O que fazer.
A – Devolva do trecho para leitura tudo o que vai de "BLACK ROCK SHOOTER é" até "texturas em xadrez.", sem mudar nada.
B – Segundo o trecho para leitura, em qual emissora BLACK ROCK SHOOTER estreou em fevereiro de 2012?

Trecho para leitura.
----

A Otakização do noitaminA

Afinal, como um simples bloco de programação tornou-se tão importante? E porque Guilty Crown e BLACK ROCK SHOOTER podem ter marcado o “fim” deste?

Em Fevereiro/2012 estreia nas madrugadas de Quinta para Sexta na Fuji TV BLACK ROCK SHOOTER, baseado livremente no art concept do artista japonês huke que batiza uma das melhores e mais conhecidas músicas feitas utilizando-se o famoso software de voz da YAMAHA Vocaloid pelo grupo supercell [que basicamente trata-se do músico ryo e diversos desenhistas – como huke – associados].

BLACK ROCK SHOOTER é um conceito que pode ser resumido como uma girl with gun [garota armada] de design genérico mas bastante bonito que vive em um mundo que soa como a imaginação de um adolescente criado em apartamento que deseja ser cool: tudo é gothic e dark no mundo abandonado e vazio aonde tudo é repleto de texturas em xadrez.

Soa legal e é fofo: portanto, vende em tempos em que homens buscam garotas 2D fofas e com personalidade [mais para traços de, a serem completados ao gosto do fã] montada sob medida para o cliente, em contraste as vadias e putas da vida real em 3D. E em tempos de internet o rascunho que é o conceito original de BRS – tanto que a principal referência de um canon para a série é o game oficial que é apenas mais um tentáculo da franquia – é desenvolvido principalmente por um fandom numeroso e obcecado pela série.

----

Dados extraídos.
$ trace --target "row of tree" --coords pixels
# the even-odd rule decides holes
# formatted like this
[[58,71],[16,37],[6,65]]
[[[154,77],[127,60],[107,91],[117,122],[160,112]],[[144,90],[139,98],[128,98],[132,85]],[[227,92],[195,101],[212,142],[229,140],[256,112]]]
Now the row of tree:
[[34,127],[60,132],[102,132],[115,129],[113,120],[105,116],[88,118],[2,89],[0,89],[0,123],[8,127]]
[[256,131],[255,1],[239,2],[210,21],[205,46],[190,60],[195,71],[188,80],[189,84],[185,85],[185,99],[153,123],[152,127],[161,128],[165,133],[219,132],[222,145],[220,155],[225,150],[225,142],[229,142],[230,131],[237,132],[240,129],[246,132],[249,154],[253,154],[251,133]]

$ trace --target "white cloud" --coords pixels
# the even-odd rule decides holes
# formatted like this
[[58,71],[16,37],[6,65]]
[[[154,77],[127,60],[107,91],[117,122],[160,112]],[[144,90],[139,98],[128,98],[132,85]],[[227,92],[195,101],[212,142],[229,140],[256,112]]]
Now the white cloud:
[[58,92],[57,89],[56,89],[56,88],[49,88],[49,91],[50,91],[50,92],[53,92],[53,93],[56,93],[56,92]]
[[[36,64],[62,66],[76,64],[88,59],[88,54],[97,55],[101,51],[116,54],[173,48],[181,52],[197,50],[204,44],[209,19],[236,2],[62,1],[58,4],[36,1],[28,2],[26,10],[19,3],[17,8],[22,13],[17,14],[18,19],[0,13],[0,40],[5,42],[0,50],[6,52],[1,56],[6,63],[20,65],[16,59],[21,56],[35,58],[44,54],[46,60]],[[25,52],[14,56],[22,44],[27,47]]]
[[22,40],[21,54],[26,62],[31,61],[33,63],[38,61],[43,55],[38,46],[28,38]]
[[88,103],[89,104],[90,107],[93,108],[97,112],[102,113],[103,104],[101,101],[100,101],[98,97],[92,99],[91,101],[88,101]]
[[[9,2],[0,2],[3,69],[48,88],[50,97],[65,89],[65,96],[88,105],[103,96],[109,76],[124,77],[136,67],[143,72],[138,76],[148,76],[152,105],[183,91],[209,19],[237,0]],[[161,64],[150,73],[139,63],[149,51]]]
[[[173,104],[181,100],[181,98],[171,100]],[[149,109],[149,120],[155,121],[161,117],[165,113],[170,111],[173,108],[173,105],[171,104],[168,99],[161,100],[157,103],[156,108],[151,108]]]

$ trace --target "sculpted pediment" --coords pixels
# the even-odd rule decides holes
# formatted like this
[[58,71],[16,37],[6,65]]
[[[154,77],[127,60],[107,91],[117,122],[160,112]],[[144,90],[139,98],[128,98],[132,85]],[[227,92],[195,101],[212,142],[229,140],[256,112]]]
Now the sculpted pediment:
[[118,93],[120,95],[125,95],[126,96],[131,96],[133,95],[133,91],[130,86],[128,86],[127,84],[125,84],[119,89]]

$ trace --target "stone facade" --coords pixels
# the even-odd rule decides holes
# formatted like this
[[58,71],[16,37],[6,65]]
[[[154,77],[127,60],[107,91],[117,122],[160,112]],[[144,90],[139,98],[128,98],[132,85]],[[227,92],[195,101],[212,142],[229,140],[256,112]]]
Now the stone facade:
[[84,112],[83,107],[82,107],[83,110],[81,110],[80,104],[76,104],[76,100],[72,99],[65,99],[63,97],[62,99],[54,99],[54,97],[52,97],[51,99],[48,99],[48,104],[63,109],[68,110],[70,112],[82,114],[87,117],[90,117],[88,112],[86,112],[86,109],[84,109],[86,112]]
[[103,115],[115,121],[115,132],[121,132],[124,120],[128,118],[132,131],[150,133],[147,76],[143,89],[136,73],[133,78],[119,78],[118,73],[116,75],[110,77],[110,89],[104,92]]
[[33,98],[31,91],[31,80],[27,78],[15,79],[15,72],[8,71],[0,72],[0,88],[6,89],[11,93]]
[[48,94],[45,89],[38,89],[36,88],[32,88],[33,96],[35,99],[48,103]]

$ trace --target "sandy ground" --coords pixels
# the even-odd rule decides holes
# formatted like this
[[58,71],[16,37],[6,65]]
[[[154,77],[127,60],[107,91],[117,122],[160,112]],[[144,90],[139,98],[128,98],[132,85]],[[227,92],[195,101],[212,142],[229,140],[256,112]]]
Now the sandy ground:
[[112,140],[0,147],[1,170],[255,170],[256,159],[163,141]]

----

Respostas corretas.
A –
BLACK ROCK SHOOTER é um conceito que pode ser resumido como uma girl with gun [garota armada] de design genérico mas bastante bonito que vive em um mundo que soa como a imaginação de um adolescente criado em apartamento que deseja ser cool: tudo é gothic e dark no mundo abandonado e vazio aonde tudo é repleto de texturas em xadrez.

B – Na Fuji TV.